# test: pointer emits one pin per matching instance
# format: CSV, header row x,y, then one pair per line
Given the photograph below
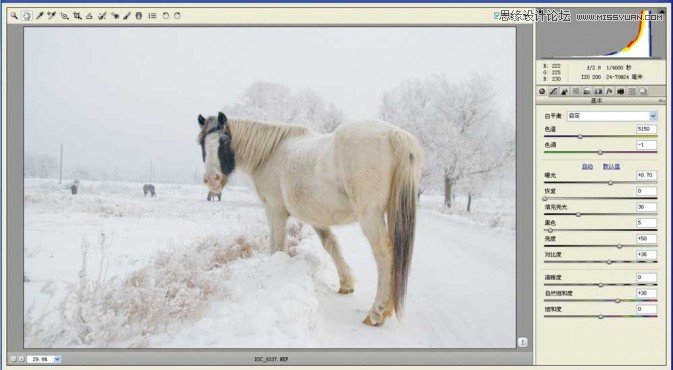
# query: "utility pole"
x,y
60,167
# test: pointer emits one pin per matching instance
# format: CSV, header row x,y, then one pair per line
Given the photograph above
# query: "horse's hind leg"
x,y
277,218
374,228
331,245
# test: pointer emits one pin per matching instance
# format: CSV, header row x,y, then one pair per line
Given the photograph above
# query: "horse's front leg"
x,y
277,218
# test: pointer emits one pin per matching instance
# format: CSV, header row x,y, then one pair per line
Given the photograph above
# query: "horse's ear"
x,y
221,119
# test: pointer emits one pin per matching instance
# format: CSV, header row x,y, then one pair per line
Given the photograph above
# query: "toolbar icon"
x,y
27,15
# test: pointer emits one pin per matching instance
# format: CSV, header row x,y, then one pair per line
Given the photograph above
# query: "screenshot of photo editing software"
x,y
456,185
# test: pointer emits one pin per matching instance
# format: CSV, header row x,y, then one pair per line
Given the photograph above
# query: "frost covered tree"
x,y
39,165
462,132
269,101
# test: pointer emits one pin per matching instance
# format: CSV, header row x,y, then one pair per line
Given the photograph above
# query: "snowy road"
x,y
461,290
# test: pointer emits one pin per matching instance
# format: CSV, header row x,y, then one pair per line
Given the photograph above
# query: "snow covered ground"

* **Aim of the exercise**: Pictures are to be left out; set down everything else in the records exactly.

* **Solution to this problem**:
# test: pointer emits one pin per matching instance
# format: CSV, header row x,y, then one pair per line
Given the photograph below
# query: "utility pole"
x,y
60,167
# test: pointer emits one pin per matching instance
# format: CSV, header row x,y, then one pair per line
Given the photograph above
# query: "horse's hind leg"
x,y
277,218
374,228
331,245
# test: pointer emits one pin per matching instance
# format: CSV, header row x,y, then one pair per line
Given the photograph above
# query: "horse's front leg"
x,y
277,218
# test: pointer emits one pin per matching instance
# format: CSV, header row x,y, then one pair per line
Given the photograph above
# query: "horse's ear"
x,y
221,119
# test: pointer emits one pin per matching instance
# format: CSV, header row x,y, then one pair per line
Given the photograph above
# query: "toolbar icon"
x,y
27,15
# test: pointer emits one pin per matching instance
# format: CSV, header row x,y, then one pair per line
Given the photograph above
# query: "screenshot of photo editing software"
x,y
456,185
# test: pointer emits one pin per matching instance
# format: CSV, header row x,y, then one pair per line
Given the photograph above
# query: "frost covered tree"
x,y
39,165
462,132
269,101
# test: pointer emits one pin per matching instance
# format: CSV, header row x,y, then one pair per line
Given the photograph above
# query: "snowy road"
x,y
461,290
# test: pointer emits one pin per matching instance
# format: CSV, header row x,y, then one pair per line
Given the photograph above
# query: "snow covered ground"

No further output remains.